[Detalhes da tarefa] Localize nas linhas abaixo todas as que contêm a palavra "length" e copie cada uma delas. Maiúsculas e minúsculas fazem diferença.

[Dados fornecidos]
================
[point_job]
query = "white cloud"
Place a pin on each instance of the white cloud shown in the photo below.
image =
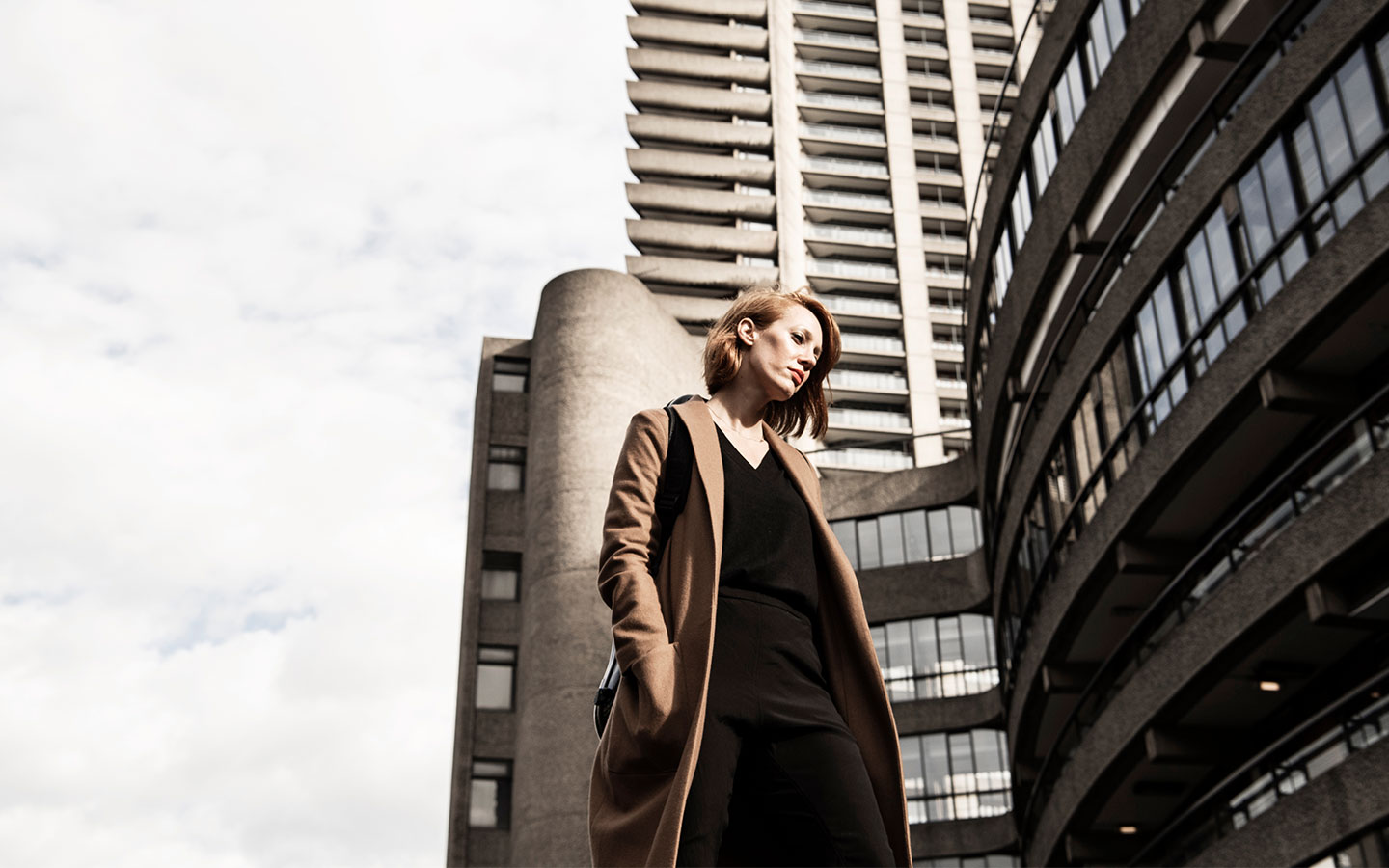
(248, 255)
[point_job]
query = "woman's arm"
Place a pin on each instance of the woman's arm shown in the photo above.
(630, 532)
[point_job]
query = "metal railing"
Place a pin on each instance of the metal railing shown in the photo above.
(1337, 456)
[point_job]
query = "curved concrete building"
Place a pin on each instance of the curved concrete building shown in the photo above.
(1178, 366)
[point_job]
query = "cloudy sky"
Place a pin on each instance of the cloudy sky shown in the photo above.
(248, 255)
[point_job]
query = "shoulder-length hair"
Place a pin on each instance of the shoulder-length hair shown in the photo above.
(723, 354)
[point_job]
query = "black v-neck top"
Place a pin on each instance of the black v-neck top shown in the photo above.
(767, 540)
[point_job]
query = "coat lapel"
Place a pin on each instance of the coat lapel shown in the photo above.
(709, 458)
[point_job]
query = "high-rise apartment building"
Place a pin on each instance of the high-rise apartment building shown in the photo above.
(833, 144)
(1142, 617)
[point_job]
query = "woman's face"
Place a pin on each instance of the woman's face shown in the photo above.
================
[Resultado do exercício]
query = "shoulder-length hair"
Place a pin on each instance of the shoulder-length hair shown in the photo above.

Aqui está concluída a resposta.